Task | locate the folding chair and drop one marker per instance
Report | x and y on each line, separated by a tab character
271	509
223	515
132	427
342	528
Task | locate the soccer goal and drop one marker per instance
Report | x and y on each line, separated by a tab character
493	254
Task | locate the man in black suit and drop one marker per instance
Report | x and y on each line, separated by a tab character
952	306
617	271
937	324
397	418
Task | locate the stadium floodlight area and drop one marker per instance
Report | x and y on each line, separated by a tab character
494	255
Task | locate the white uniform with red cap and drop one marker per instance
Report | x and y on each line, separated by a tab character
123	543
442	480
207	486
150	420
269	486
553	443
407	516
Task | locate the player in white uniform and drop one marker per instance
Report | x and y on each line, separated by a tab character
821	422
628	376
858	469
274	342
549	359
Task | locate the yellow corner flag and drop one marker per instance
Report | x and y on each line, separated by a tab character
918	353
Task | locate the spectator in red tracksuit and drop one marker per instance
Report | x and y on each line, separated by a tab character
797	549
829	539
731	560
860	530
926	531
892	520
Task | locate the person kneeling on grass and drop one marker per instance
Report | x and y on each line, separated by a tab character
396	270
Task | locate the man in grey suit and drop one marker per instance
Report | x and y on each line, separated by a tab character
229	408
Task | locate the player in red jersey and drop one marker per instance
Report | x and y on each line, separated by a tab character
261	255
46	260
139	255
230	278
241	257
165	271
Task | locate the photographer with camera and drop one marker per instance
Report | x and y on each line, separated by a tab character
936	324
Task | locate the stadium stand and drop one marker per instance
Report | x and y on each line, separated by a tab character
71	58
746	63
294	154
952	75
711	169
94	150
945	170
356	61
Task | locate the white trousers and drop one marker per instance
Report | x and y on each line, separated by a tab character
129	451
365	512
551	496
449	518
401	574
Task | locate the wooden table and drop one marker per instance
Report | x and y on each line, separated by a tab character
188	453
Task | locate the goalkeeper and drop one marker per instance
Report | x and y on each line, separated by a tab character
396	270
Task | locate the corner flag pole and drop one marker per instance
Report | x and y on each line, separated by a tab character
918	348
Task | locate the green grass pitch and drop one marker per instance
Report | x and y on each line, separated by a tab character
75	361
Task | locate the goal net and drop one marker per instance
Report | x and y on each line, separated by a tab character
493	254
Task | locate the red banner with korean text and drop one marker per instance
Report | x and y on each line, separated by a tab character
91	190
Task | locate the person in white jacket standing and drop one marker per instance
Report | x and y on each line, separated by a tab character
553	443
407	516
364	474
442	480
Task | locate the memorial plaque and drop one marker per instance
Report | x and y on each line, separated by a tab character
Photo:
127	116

-------------------------

TASK DETAILS
Your answer should hold exactly the lines from the one containing "Task | locate the memorial" through the end of the entries above, and nothing else.

EXERCISE RESPONSE
Task | locate the memorial plaque and drop one marker per instance
Report | x and y on each line, separated by a tab character
Photo:
127	116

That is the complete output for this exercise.